**Task to carry out:** Where the listing below has a line with "TARGET = white stock flower", write out exactly that line and every line after it, stopping after the line with "TARGET = pink lisianthus bud".

**Records for this task:**
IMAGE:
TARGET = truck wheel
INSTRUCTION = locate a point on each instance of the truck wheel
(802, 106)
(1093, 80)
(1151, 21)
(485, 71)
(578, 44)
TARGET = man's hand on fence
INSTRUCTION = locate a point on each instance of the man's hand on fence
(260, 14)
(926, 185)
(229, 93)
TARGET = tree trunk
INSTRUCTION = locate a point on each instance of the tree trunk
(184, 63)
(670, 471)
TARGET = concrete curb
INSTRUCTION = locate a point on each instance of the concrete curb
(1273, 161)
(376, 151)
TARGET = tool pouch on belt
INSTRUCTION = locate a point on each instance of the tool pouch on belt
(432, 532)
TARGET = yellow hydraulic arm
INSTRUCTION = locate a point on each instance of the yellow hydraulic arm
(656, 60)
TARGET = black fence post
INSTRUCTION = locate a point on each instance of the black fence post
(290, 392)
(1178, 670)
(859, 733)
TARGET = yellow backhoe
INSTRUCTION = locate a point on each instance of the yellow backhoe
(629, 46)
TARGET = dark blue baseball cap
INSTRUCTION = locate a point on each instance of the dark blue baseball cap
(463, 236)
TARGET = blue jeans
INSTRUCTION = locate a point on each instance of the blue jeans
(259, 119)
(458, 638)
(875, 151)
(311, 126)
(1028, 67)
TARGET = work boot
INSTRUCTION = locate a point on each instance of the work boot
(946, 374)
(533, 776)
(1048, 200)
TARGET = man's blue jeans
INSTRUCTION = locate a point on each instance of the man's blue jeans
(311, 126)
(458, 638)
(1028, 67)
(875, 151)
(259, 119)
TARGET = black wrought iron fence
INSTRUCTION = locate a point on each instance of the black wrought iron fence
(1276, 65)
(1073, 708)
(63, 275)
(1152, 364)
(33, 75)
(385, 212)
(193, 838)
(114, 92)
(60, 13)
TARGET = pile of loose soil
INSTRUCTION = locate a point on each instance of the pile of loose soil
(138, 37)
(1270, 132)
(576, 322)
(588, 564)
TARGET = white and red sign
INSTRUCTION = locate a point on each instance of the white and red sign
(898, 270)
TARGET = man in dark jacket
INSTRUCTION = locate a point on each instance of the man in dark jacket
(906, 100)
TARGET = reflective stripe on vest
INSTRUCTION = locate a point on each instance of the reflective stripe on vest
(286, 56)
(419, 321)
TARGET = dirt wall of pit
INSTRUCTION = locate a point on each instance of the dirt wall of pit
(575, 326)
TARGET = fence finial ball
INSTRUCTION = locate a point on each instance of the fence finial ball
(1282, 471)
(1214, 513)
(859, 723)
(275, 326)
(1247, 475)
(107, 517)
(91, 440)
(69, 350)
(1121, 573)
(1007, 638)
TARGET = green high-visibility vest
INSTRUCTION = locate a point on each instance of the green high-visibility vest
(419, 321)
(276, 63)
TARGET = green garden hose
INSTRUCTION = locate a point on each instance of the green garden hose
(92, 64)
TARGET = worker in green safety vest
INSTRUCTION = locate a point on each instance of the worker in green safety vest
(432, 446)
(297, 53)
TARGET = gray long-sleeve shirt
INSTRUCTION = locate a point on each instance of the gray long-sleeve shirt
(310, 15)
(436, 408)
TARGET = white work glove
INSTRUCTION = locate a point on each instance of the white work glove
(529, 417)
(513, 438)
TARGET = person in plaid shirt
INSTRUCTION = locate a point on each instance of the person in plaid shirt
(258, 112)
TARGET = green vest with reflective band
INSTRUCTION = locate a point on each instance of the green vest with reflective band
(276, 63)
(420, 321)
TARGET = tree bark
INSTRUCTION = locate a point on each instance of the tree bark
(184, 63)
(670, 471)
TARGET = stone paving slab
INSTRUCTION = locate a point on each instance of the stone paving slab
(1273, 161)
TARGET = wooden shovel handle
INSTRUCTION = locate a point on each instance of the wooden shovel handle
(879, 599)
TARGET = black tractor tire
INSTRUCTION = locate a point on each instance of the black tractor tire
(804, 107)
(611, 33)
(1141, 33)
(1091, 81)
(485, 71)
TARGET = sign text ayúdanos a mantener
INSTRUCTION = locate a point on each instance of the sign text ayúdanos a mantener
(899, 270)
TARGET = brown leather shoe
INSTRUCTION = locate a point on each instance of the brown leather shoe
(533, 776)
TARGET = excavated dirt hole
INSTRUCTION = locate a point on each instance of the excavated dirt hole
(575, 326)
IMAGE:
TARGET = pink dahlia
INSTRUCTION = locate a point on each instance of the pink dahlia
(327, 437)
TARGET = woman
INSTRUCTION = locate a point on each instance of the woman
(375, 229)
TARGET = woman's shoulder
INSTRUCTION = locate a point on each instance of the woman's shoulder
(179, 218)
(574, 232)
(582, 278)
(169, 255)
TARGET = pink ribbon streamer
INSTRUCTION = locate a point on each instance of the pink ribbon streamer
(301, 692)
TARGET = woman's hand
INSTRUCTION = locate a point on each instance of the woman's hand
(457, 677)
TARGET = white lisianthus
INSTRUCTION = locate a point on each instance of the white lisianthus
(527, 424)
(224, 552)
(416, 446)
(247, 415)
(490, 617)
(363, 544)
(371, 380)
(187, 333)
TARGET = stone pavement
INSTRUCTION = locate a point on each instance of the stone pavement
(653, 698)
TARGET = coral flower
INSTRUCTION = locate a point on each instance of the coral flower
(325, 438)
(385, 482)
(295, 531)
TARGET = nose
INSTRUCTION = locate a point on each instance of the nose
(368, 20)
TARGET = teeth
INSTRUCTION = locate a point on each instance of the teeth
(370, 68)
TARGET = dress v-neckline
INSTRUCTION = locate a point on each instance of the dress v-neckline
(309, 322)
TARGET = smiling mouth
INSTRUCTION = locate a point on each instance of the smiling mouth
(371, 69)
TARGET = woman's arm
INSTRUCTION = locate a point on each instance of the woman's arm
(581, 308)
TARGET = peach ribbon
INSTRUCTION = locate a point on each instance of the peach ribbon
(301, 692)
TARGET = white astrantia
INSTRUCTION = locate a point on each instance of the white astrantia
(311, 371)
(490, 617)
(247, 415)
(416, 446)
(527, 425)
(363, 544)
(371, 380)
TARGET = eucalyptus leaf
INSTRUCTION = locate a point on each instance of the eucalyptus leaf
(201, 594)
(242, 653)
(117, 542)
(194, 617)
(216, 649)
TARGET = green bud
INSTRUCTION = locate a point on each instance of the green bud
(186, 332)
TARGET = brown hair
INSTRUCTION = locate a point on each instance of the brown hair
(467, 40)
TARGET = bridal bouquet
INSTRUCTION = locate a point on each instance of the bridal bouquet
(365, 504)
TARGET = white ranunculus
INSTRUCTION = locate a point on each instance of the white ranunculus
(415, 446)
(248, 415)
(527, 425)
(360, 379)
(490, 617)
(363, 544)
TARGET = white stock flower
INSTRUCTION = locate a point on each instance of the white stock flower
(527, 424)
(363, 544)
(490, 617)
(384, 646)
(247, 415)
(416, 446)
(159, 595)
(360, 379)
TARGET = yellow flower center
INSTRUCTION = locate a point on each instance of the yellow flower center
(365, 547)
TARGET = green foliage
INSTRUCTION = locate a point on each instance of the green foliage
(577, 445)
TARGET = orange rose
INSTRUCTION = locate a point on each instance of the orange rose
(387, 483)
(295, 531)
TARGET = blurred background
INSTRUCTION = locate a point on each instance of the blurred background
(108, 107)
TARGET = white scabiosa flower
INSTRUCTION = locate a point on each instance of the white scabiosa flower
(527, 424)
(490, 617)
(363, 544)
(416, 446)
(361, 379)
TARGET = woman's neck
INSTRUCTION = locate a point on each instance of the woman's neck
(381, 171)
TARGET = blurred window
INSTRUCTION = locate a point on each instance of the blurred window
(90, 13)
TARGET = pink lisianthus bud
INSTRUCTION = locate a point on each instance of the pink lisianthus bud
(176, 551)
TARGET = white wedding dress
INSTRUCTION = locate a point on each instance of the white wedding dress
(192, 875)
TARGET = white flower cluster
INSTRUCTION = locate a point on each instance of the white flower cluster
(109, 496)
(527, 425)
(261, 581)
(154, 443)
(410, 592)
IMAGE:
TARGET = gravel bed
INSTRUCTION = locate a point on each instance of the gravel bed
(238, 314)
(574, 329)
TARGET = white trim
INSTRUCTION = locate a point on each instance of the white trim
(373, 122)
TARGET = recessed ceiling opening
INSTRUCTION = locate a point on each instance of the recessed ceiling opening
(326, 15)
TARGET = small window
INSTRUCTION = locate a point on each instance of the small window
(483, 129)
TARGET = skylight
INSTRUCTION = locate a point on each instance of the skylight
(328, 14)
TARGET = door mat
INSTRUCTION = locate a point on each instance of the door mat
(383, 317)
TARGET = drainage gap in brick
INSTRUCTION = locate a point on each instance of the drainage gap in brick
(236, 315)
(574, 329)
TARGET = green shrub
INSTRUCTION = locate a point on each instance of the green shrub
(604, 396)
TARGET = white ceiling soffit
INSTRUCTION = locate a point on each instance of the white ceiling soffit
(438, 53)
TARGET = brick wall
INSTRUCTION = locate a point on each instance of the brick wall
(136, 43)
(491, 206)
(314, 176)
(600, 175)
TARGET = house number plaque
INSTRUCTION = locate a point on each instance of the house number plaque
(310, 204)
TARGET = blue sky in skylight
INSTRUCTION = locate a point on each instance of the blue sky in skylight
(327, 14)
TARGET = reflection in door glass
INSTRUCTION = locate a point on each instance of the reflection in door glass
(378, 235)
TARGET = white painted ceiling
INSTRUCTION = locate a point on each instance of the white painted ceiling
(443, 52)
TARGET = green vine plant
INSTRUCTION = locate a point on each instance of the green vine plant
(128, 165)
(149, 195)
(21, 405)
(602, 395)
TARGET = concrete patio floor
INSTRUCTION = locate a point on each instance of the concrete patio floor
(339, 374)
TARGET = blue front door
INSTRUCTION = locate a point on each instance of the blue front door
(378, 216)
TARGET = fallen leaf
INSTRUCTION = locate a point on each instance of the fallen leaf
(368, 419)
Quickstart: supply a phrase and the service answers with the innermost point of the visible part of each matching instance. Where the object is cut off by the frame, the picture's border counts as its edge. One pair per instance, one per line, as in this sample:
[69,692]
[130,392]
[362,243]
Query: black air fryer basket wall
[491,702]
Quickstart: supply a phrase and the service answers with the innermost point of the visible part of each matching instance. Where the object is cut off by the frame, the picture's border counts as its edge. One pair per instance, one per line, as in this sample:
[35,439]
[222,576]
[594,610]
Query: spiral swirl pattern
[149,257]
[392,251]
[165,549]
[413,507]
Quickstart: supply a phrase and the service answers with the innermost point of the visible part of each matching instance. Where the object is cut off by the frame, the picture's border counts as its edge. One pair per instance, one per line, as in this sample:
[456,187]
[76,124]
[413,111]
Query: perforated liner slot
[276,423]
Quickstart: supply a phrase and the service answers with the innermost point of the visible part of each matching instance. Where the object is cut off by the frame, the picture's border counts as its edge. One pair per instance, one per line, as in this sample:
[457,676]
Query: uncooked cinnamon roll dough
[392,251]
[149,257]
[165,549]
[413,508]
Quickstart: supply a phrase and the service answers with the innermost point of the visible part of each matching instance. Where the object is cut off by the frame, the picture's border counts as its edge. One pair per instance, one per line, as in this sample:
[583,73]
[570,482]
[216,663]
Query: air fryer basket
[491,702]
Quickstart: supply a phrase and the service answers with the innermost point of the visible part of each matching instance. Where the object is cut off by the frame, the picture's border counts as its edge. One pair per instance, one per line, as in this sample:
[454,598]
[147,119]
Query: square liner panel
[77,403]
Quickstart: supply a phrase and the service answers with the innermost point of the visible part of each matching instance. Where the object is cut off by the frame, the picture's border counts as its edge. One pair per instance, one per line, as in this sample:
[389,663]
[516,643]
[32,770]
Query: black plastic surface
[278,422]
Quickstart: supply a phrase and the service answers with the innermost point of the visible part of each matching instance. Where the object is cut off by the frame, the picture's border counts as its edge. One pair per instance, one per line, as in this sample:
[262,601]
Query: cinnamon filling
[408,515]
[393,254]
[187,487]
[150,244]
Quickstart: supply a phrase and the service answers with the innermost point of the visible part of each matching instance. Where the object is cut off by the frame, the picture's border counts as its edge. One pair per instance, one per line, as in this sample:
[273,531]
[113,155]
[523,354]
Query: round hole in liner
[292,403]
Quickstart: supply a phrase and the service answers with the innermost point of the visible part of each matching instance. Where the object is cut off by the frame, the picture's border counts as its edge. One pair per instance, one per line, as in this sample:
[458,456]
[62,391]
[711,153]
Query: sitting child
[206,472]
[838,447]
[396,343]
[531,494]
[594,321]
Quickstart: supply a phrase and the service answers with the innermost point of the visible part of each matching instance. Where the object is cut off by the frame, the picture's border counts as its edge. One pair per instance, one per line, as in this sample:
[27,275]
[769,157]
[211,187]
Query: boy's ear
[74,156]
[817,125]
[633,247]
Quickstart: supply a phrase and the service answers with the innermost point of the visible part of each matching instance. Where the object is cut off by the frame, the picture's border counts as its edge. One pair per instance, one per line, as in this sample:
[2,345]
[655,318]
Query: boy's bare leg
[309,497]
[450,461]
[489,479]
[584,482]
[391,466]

**Answer box:**
TARGET = white stock flower
INSTRUCTION = locate a point on each instance of the white stock flower
(527, 424)
(363, 544)
(490, 617)
(384, 646)
(247, 415)
(416, 446)
(159, 595)
(360, 379)
TARGET = yellow flower center
INSTRUCTION = locate a point on each instance of the yellow flower center
(365, 547)
TARGET = green foliage
INSTRUCTION = locate a point on each instance of the green foliage
(577, 445)
TARGET = orange rose
INSTRUCTION = locate a point on each instance of the orange rose
(387, 483)
(295, 531)
TARGET = blurred background
INSTRUCTION = locate a point on each instance of the blurred background
(108, 107)
TARGET = white scabiosa flower
INSTRUCTION = locate a point on each instance of the white scabiosa flower
(527, 424)
(490, 617)
(363, 544)
(416, 446)
(361, 379)
TARGET = woman's neck
INSTRUCTION = locate a point on each instance of the woman's neck
(381, 171)
TARGET = blurred window
INSTRUCTION = locate a point on each instance of the blurred window
(90, 13)
TARGET = pink lisianthus bud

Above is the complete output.